Exercises:
1. Answer these from the St. John's pandemic excerpt:
(a) How long has Brooke Rivera been with St. John's?
(b) Which two organizations does the Home Health and Hospice operation partner with?
(c) How was the $75,000 state grant split?
2. Write the next few sentences of the St. John's pandemic excerpt, picking up after its final sentence.

Selected excerpt:
::::

Welsh says she’s not sure exactly what she’ll be doing for St. John’s once the pandemic is truly over.

 “If I’ve learned anything in the last 10 months,” she says, “it’s to keep open and flexible to whatever the needs are.” 

Brooke Rivera has been with St. John’s for 13 years, and eight years ago she was chosen to be the administrator of its Home Health and Hospice, an operation that partners with Billings Clinic and Big Sky Senior Services. St. John’s is the managing partner, responsible for employing all staff, who go to people’s homes to help them recover from surgery or hospitalization, or to assist them in managing medications.

 As you might expect, requests for home visits plunged at the start of the pandemic. “People did not want people coming into their homes,” Rivera says.

 It helped that St. John’s was ahead of the game in some respects. It started testing for Covid-19 almost immediately and was soon testing all its staff on a weekly basis. Rivera applied for and received a $75,000 grant from the state, with $50,000 dedicated to testing and $25,000 for buying more PPE.

::::

Provided data:
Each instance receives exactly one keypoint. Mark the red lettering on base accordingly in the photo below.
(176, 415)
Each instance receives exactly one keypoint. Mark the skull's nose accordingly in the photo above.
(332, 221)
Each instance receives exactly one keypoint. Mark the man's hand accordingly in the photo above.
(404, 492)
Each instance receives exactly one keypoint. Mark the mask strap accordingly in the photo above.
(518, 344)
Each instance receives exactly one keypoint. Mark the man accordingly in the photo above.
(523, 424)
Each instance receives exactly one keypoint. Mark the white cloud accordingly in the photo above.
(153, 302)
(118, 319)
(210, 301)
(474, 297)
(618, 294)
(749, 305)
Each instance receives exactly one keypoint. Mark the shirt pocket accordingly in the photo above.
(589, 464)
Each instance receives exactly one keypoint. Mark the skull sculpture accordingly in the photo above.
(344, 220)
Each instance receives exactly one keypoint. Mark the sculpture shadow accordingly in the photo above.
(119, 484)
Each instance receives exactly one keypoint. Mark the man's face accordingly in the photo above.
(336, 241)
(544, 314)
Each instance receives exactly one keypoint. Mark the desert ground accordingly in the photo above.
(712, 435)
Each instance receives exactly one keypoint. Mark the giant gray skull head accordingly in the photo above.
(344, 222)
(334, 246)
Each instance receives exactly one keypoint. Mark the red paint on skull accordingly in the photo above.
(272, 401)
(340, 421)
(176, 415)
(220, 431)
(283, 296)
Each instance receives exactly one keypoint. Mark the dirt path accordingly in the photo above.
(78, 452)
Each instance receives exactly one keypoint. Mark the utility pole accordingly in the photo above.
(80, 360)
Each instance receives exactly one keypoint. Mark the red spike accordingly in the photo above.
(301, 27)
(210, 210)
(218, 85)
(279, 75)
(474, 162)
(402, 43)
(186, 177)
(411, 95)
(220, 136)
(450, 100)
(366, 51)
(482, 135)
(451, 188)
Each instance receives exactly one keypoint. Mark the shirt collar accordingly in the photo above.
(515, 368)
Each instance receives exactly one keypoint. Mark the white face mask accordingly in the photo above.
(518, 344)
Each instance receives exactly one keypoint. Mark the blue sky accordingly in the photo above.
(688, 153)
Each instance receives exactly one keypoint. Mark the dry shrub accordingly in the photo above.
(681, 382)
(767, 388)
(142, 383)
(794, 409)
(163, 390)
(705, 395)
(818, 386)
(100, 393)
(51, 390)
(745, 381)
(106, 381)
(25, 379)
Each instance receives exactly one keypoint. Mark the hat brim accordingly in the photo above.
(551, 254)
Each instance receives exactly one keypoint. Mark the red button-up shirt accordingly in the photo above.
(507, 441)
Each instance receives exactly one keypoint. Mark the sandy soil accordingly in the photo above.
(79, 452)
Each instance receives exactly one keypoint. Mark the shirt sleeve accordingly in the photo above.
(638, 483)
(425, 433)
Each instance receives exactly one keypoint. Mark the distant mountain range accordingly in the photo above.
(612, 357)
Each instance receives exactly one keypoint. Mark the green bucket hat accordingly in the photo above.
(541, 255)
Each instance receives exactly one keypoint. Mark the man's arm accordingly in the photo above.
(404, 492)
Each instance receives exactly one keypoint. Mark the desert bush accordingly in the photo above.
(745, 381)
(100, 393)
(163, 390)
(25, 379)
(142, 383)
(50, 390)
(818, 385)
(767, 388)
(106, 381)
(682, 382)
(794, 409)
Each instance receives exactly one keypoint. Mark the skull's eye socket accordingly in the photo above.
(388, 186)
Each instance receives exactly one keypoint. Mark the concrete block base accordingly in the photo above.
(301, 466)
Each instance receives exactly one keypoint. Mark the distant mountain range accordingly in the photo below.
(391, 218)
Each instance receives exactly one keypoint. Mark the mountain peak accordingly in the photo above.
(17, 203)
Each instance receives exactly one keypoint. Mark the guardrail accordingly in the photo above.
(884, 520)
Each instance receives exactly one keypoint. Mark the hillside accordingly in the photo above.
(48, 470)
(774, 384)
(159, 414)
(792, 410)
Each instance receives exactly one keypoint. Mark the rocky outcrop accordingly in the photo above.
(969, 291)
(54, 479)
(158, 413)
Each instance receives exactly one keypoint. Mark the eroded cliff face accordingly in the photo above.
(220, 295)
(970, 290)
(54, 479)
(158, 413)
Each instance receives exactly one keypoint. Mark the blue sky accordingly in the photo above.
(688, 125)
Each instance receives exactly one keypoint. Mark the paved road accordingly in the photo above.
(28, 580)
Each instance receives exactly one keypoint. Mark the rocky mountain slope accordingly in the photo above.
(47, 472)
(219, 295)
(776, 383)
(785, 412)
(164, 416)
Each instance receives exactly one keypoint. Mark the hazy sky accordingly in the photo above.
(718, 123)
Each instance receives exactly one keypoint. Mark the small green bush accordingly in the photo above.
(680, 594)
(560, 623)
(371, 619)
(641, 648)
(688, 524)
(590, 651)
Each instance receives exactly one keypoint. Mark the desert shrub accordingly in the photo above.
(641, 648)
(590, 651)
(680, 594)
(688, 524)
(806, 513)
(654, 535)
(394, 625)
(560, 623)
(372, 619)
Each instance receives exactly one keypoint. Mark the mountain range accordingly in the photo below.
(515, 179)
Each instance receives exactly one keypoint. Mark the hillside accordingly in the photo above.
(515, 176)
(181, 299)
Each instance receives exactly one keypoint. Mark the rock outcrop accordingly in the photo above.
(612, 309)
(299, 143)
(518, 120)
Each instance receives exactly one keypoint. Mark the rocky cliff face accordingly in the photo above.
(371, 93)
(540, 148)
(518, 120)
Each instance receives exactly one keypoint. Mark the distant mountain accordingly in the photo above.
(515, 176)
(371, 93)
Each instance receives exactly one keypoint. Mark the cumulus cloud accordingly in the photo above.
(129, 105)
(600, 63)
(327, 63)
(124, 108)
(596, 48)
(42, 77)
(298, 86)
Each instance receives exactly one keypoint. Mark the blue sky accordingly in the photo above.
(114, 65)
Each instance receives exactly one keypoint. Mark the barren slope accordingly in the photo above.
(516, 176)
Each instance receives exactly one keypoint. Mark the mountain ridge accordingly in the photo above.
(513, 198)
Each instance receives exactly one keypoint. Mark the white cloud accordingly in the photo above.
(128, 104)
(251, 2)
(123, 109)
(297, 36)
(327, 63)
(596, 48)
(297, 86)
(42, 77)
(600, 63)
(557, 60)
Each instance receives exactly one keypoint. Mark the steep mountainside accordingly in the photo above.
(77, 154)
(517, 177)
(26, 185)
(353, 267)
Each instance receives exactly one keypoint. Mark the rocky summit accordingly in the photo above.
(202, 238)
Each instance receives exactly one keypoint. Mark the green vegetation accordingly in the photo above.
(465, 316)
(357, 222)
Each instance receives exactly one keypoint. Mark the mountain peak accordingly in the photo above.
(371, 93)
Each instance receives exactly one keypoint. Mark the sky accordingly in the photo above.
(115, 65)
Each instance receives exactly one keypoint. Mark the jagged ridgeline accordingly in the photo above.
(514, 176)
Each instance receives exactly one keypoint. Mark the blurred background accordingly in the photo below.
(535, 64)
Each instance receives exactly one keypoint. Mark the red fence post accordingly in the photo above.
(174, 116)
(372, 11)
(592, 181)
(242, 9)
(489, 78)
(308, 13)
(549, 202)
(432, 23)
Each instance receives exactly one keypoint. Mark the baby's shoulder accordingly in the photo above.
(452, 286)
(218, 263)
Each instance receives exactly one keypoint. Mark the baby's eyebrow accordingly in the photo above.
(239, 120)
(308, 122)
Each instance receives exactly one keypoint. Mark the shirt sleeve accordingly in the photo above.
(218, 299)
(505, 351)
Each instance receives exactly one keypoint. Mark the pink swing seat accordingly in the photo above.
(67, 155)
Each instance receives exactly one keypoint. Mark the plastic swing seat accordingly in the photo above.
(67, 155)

::::

Solved problems:
1.
(a) 13 years.
(b) Billings Clinic and Big Sky Senior Services.
(c) $50,000 for testing and $25,000 for buying more PPE.

2.
 More recently, St. John’s set up its own laboratory in the building where Rivera now works — the old Gainan’s building in downtown Billings. “So instead of waiting for a week for results to come back from the state, I have a contract through our laboratory downstairs and I get my results within 24 to 48 hours,” Rivera says.

 Another key role that St. John’s has been filling has been that of information provider — trying to give residents and employees up-to-date, accurate information in an age of rampant misinformation. St. John’s also began allowing employees to have unlimited visits with counselors, up from the traditional three visits a year.

 “We’ve really emphasized the ability of people to go to employee assistance programs,” Rivera says, “just to talk to a counselor about how wearing this is.” 

Sarah Schroefel, who interned at St. John’s during her senior year at Montana State University Billings, went to work there full-time two days after graduation in 2019. She was hired to head its new At-Home Project, basically providing most on-campus services for seniors who choose to remain in their own homes. Every client has a service coordinator who does shopping and yard work and coordinates the client’s participation in on-campus and other events, as well as providing transportation. The project also began offering a free grocery pickup service.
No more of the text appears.